▶ [Work task]
In the text on prescription drug plans, list each thing employees are said to do when they cannot afford needed medications.

▶ [Reading text]
Nearly every prescription drug plan currently being offered by employers are tied to a Co-pay/Benefit Plan. These programs, whether offered by the insurer or carved-out and offered through a direct employer/Prescription Benefit Management (PBM) firm, have done a pretty good job of providing value to employers and employees in recent years.
However, these programs really benefit those solidly in the middle of the cost bell curve, not those to the right of the mean on the cost continuum. It is this group of high cost, short term treatment and maintenance drugs that a quality prescription advocacy firm helps. When employees cannot afford needed medications, they don't take them, don't get necessary refills, or take fewer than directed to obtain positive results. These behaviors lead to higher than normal absenteeism, presenteeism, and substantially higher medical cost from both professional and institutional providers.
According to recent studies, as many as 60% of employees never get a prescription refill while upwards of 20% don't get the initial prescription filled.

(Excerpts from a dataset)
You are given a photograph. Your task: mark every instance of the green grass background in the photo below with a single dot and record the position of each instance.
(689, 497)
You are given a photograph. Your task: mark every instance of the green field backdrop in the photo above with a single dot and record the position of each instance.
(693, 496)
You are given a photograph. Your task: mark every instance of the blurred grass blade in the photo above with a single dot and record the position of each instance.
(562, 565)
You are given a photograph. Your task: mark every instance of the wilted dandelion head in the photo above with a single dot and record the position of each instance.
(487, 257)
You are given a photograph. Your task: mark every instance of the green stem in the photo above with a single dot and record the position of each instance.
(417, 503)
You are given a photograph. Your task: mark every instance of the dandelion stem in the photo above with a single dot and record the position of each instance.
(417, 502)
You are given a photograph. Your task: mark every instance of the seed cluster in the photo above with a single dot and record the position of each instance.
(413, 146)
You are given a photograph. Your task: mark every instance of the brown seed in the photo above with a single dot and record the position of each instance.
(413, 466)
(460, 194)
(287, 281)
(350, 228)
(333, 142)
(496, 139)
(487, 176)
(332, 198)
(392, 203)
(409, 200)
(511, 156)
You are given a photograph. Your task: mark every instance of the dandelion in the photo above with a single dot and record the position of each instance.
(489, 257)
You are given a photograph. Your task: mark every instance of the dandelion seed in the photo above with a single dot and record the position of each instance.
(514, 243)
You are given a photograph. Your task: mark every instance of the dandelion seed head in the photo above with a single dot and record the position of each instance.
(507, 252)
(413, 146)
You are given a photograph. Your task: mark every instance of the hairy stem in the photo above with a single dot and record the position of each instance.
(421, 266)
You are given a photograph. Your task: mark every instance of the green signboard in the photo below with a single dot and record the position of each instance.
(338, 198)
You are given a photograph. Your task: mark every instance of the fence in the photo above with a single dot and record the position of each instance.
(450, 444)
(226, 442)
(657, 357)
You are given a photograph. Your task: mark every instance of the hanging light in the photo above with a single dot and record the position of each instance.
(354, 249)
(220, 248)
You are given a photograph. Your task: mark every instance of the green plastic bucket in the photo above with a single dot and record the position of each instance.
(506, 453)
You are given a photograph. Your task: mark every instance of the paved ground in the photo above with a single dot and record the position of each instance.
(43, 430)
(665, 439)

▶ [The completed task]
- They don't take them.
- They don't get necessary refills.
- They take fewer than directed to obtain positive results.